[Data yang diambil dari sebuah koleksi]
- - - - - - -

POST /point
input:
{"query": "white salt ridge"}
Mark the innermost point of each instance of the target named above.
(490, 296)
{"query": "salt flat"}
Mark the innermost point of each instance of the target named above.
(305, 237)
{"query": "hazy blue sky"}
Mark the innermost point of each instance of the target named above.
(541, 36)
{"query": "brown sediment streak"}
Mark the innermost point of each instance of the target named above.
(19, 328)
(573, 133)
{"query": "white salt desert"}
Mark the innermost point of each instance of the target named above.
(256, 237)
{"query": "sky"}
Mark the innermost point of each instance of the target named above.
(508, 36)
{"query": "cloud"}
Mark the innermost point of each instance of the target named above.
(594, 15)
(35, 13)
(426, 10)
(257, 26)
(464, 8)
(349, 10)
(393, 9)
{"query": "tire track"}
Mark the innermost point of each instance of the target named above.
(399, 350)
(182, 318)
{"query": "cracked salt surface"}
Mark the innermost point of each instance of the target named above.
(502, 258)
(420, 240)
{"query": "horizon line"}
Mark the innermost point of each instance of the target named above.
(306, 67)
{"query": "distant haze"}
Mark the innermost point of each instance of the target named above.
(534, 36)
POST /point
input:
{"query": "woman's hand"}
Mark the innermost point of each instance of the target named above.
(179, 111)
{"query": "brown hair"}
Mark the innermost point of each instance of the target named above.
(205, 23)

- - - - - - -

**Rincian Tugas**: Tampilkan setiap baris pada daftar di atas yang memuat kata "white".

**Jawaban Soal**:
{"query": "white salt ridge"}
{"query": "white salt desert"}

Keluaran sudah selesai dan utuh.